## Start
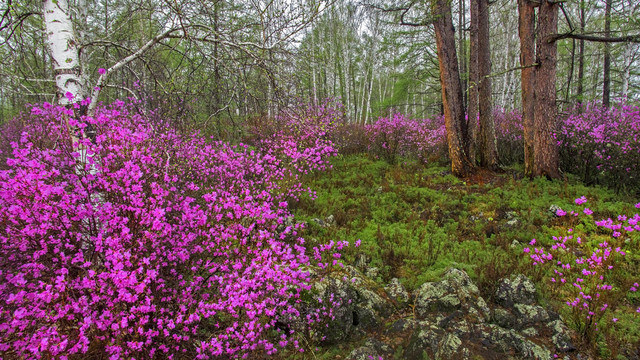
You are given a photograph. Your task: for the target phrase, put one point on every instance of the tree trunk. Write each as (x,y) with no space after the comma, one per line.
(474,80)
(463,53)
(487,147)
(606,85)
(63,48)
(580,79)
(451,88)
(526,31)
(544,121)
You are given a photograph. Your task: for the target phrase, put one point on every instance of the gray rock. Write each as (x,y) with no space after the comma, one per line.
(402,325)
(504,318)
(530,314)
(448,347)
(424,342)
(371,350)
(330,220)
(397,291)
(530,332)
(372,272)
(553,209)
(318,221)
(455,292)
(362,261)
(364,353)
(517,290)
(362,304)
(561,338)
(507,340)
(511,215)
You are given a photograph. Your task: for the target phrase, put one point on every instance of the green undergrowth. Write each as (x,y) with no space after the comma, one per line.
(416,221)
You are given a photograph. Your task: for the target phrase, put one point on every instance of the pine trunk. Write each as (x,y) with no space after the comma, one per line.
(451,88)
(526,30)
(544,121)
(487,147)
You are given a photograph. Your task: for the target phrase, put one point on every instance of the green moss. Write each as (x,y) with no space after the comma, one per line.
(416,221)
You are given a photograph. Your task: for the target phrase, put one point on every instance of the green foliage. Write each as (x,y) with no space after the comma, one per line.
(415,222)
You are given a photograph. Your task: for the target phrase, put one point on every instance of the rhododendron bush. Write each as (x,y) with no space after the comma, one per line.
(398,135)
(602,145)
(584,269)
(148,242)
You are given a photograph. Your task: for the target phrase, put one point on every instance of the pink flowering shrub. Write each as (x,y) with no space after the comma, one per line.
(582,270)
(149,243)
(602,145)
(509,135)
(398,135)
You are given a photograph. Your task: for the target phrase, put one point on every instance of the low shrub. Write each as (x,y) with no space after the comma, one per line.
(149,243)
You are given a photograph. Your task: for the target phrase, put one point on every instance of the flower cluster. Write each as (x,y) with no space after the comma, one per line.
(509,135)
(398,135)
(144,242)
(581,271)
(602,144)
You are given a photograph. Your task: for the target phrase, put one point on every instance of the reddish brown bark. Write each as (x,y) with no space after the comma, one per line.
(606,84)
(546,150)
(486,141)
(526,30)
(474,81)
(451,88)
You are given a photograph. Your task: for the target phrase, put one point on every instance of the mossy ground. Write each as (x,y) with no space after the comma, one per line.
(416,221)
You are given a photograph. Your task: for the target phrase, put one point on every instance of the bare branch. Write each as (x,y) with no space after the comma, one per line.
(587,37)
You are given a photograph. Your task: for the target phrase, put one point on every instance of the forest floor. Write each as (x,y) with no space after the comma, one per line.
(416,221)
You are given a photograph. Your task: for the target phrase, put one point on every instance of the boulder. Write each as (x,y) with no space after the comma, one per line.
(397,292)
(561,337)
(455,292)
(358,304)
(517,290)
(529,314)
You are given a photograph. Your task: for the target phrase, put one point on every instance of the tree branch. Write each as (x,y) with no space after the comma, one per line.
(587,37)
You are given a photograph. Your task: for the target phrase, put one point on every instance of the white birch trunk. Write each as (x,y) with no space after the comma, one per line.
(63,48)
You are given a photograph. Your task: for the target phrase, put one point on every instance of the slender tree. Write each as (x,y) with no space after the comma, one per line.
(606,83)
(451,88)
(486,138)
(526,30)
(544,121)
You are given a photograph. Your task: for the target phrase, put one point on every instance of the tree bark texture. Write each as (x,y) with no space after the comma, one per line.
(581,54)
(526,31)
(487,147)
(451,88)
(544,121)
(474,80)
(63,47)
(606,84)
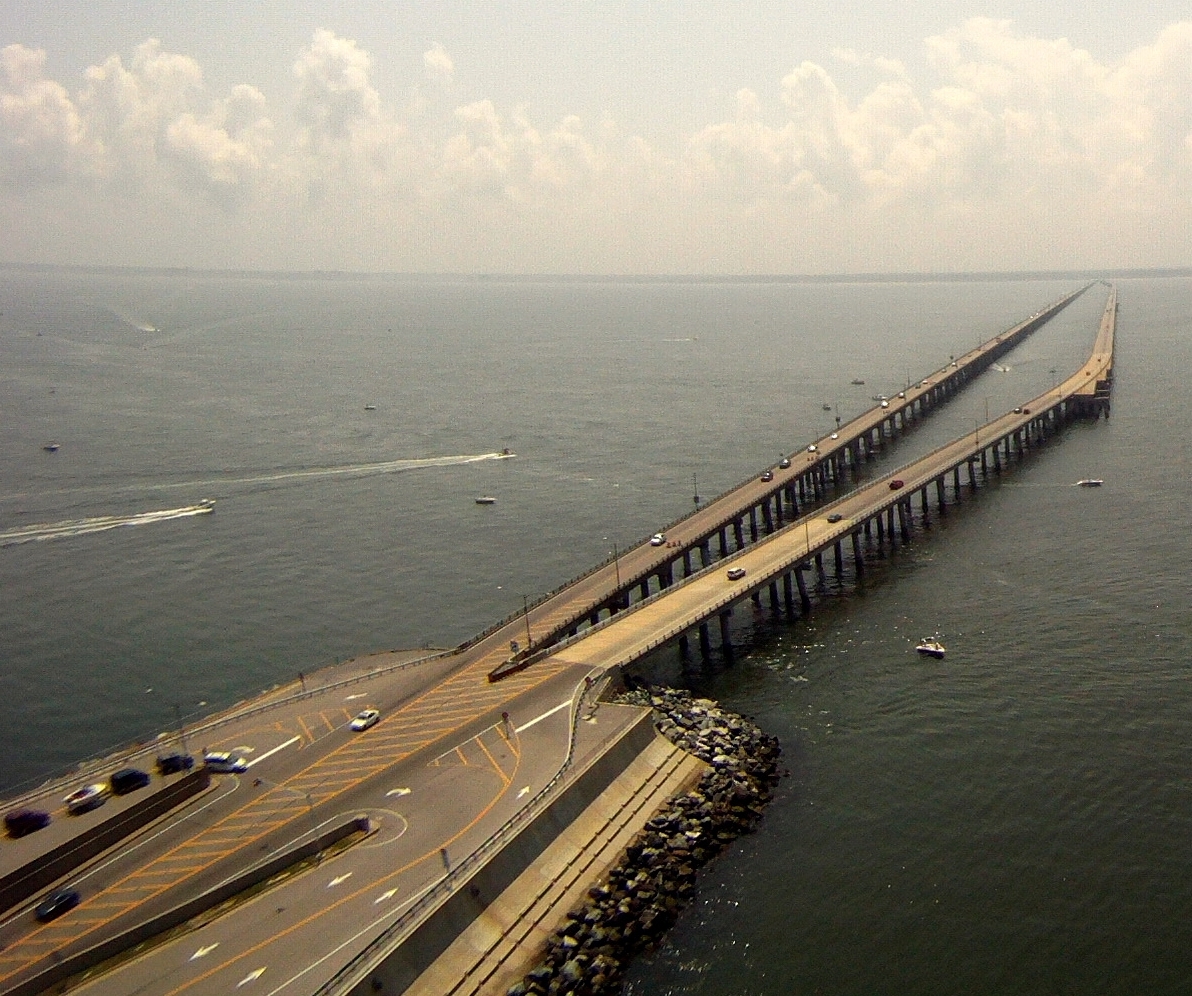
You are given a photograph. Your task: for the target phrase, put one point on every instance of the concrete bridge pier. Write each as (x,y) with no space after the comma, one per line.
(804,598)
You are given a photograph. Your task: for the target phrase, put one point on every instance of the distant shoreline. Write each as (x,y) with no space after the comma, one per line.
(563,278)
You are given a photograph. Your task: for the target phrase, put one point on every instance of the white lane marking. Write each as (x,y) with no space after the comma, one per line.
(547,714)
(271,753)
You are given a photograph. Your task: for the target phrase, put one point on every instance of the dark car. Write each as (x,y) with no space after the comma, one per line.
(128,779)
(22,822)
(172,764)
(56,903)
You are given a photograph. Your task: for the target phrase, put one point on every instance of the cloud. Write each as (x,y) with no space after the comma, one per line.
(439,64)
(42,136)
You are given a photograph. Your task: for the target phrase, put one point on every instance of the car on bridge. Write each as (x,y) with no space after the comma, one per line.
## End
WHAT THE TASK ASKS
Copy every row above word for word, leaving out the pictures.

EXERCISE RESPONSE
You are given a photograph. Your task: for the target phrase, put one point on every instance of the tree trunk. Write each as (x,y) with no space after the comma, one per line.
(474,80)
(463,53)
(487,147)
(606,85)
(63,48)
(580,79)
(451,88)
(526,31)
(544,121)
You are given a photograph. Your task: for the target phrase, put one point on every instance of the gray rock. Write each as (x,y) with no space after the comma, one per line.
(402,325)
(504,318)
(530,314)
(448,347)
(424,342)
(371,350)
(330,220)
(397,291)
(530,332)
(372,272)
(553,209)
(318,221)
(455,292)
(362,261)
(364,353)
(517,290)
(362,304)
(561,338)
(507,340)
(511,215)
You are given a photograph. Your task: for the target phrase, put one point on every instance of the green undergrowth. Write each as (x,y) with no space after the comma, one per line.
(416,221)
You are given a photograph. Your task: for the target phrase, put one point on every instance of the pine trunk. Write each as (x,y) with no space after the comma, one per line.
(451,88)
(526,30)
(544,121)
(487,147)
You are given a photograph. Your task: for the target phrase, put one point on every instance of the green moss. Write each as (x,y) with no space after the comma, one per line.
(416,221)
You are given a photograph. Your task: for the target phrase, put one point on every instance of the green foliage. Write each as (x,y) with no space after the comma, one per line.
(415,222)
You are given a photograph. Your task: for the target phrase, put one point on every instance of the rhododendron bush. Write each as (x,y) with no space after the comma, one per line.
(398,135)
(602,145)
(584,269)
(148,242)
You are given a photograph. Your task: for the target phrase, put one point on every instance of the pink flowering shrub. Write each as (x,y) with no space after the comma, one per line.
(582,270)
(149,243)
(602,145)
(509,135)
(398,135)
You are given a photograph. Your task: for the target phrase, put one point on every instance of the low shrub. Write each as (x,y) with no space after the comma, one per line.
(149,243)
You are given a photograph. Your task: for the target phrase, put one point on every instance of the flower cluster. Write each as (x,y) with no space after the comma, one per line.
(509,135)
(398,135)
(144,242)
(581,271)
(602,144)
You are given a photograph. Your task: for the target phrase, put one point on every instance of the reddish brown bark. Write each as (x,y) with no space after the comma, one per line.
(606,84)
(546,150)
(486,141)
(526,30)
(474,81)
(451,88)
You are given a photograph. Your task: for the target phrase, put one point on every instance of the mossy ground. Write each as (x,y) with no space after the comma, one per line.
(416,221)
You are given a photograph. Your task: for the target phrase, put one point on every instance of the bare branch. Write each as (x,y) with no space after the comma, one per line.
(587,37)
You are given a photograph. Your task: for the target phrase, put one point on every instance of the forest floor. Write each as (x,y) with no space after the comma, one per line.
(416,221)
You are given a photograph. Your task: for the target phrase, put one point on every instance of the boulder. Write each as (x,y) with no space after the comma, one per line.
(397,292)
(561,337)
(455,292)
(358,304)
(517,290)
(529,314)
You are given a photograph. Your task: for the target phrase, put one point on every instance of the tree branch. Write each as (x,y) with no space after the comma, one per line.
(587,37)
You are given a photograph. Your task: for the target phrase, put one point on every instance of the white birch trunk. Write each as (x,y) with no space after the comma, one per line.
(63,48)
You are given a photograph. Your task: for the target phrase, put one point on every instance of the slender tree. Write each as (x,y) with no space after the comma, one per line.
(606,83)
(451,88)
(486,138)
(526,30)
(544,121)
You are given a photograph. Your task: for the target phrase, put one point on every instance of the tree bark texture. Write each as (x,y) with no space after the comma, one per line.
(581,54)
(526,31)
(487,147)
(451,88)
(544,121)
(474,80)
(63,47)
(606,84)
You are given a photograph. Your task: for the target phrase, put one point on every instance of the concrete bridge pier. Write each as (x,y) with no space after the comma, one per line.
(804,598)
You are given a photograph. Your task: for the target phrase, put one point on every instance of the distant shoreline. Write each as (x,y) with no space after the comma, one per line.
(563,278)
You are given a photograph. Your task: for the target phrase, put one point on every instance of the white lane marking. Write each as (x,y) with no space after the comma, one per line.
(547,714)
(271,753)
You are given a photograph. Your task: for the target phrase, put one point on every instance of the dark car. Write each as (x,y) with no space after the comma, one per line.
(128,779)
(22,822)
(172,764)
(56,903)
You are given a photograph. Your task: for the target phrase, put one point on every instance of the cloud. Write each as (x,y) with no space after the comma, one per line.
(439,64)
(42,136)
You are given a photograph. Your task: for the target phrase, put one point on every instance of the car on bridge. Write each as (x,y) with no space after the comma, one per line.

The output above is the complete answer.